> [PASSAGE PROVIDED]:
--

Unique serving style attracts attention online. 

From sushi burritos to kebab sushi rolls, we’ve tried a lot of unusual sushi in Japan. However, there’s one sushi restaurant now tempting us with an extra-special way of serving sushi that’s surprising even Japanese diners, as it involves searing fresh squid with a soldering iron.

Ryu Hamasaki, Editor-in-Chief of Japanese gourmet media “TERIYAKI“, captured this video of the unique serving method, which has become something of a signature at Ninokura, a newly opened sister store of popular sushi restaurant Sushi no Kura in Sapporo, Hokkaido.

The video shows the chef gently and meticulously pressing the tip of the iron along the surface of the squid, which lightly sears the flesh, allowing diners to enjoy the different textures created.

It’s not every day you see a chef using a soldering iron at a sushi restaurant, and it’s not just for show either, as it provides greater control over temperature and direction than a grill or blowtorch.

--

> [EXERCISE REQUIREMENTS]:
Continue the passage about a sushi restaurant searing squid with a soldering iron, starting right after its last sentence.

--

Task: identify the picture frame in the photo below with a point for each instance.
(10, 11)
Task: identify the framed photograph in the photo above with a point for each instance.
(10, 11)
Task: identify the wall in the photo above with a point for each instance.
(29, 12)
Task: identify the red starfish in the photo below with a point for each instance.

--

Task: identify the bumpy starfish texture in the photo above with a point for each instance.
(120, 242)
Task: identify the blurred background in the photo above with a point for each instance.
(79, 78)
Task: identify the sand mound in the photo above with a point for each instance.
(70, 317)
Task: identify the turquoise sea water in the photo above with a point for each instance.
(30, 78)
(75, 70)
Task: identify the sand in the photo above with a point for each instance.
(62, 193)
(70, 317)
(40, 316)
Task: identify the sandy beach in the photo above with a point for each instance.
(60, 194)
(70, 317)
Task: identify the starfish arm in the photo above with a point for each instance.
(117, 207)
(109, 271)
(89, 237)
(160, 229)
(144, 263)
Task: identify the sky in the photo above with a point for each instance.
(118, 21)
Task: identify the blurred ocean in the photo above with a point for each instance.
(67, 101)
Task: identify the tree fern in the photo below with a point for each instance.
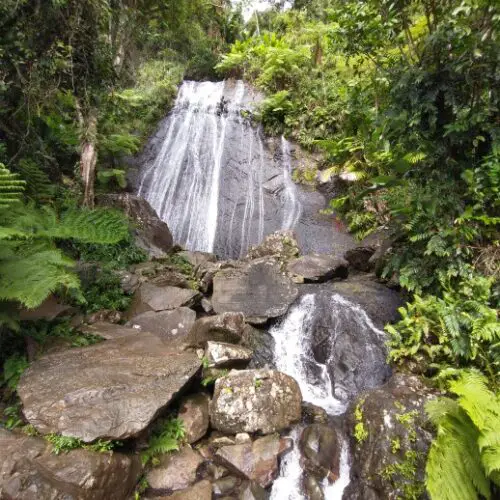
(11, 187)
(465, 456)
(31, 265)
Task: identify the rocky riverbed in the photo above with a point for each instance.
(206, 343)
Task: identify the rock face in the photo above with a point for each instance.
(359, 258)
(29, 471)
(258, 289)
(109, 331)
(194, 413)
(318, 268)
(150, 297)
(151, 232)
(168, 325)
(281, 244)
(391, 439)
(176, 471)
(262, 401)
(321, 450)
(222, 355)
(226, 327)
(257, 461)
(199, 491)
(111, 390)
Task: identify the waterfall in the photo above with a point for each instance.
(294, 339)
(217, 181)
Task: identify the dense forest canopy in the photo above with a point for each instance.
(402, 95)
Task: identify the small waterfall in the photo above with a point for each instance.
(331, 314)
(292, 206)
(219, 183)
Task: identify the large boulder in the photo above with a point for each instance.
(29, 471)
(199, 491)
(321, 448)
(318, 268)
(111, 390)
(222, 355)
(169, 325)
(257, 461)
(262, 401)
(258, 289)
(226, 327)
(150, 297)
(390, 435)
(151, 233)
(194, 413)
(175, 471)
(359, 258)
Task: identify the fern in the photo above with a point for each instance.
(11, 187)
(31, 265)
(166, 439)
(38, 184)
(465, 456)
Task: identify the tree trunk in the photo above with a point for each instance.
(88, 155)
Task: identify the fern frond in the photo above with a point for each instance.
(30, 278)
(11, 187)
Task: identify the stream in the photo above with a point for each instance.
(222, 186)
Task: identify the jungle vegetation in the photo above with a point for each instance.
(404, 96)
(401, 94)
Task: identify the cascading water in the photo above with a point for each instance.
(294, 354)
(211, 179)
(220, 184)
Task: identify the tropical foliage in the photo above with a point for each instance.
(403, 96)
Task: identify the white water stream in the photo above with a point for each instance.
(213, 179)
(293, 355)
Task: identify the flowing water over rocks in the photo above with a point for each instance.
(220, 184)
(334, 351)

--

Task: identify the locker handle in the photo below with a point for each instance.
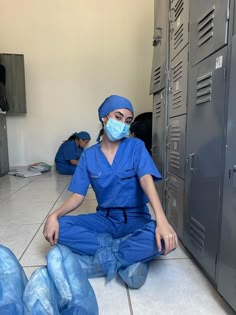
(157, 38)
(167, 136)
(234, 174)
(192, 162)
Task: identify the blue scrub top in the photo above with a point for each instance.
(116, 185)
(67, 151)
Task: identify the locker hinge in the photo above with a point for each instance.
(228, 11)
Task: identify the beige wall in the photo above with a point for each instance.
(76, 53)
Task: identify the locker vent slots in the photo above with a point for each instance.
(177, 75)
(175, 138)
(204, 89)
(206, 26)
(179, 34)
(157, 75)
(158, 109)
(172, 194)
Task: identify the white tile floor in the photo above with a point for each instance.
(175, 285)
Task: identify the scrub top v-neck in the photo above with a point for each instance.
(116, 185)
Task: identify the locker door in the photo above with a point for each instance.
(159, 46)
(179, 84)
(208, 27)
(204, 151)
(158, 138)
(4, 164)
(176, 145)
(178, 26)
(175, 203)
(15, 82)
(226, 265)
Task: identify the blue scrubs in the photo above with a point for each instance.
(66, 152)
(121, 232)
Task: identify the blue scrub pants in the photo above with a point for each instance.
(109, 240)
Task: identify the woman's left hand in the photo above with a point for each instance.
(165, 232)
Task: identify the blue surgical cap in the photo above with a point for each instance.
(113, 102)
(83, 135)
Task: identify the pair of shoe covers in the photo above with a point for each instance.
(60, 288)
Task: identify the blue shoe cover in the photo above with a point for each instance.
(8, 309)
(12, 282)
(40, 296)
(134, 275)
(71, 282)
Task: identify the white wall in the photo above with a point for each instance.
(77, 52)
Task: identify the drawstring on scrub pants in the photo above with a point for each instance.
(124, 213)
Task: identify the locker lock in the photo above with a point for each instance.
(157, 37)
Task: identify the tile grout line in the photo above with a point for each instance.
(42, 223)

--

> [SOLVED PROBLEM]:
▼ Sushi no Kura also uses the soldering-iron method to sear other types of seafood at the restaurant

The video of the unusual cooking method quickly went viral online, where some people commended the chef for the unusual idea and others questioned the safety of it, bringing up concerns that the tip of the soldering iron may have been made from lead. However, soldering iron manufacturer Taiyo Denki Sangyo confirmed that lead-free solders have been used for the past ten years, with the tips now made of metals like tin, silver, and copper.

The restaurant itself posted this statement on their official Facebook account in response to health and safety concerns, saying experts had confirmed there was no problem with their hygiene management, and the tip of the iron had been switched from iron to stainless steel as an added precaution.

According to local food sanitation laws, “Solders used to manufacture or repair parts of appliances or containers and packaging that come into contact with food must not contain more than 0.2 percent lead.” The head of the Central Health Centre in Sapporo told the media that the soldering iron was made from iron, not lead, and therefore there was no problem with it being used under the Food Sanitation Law.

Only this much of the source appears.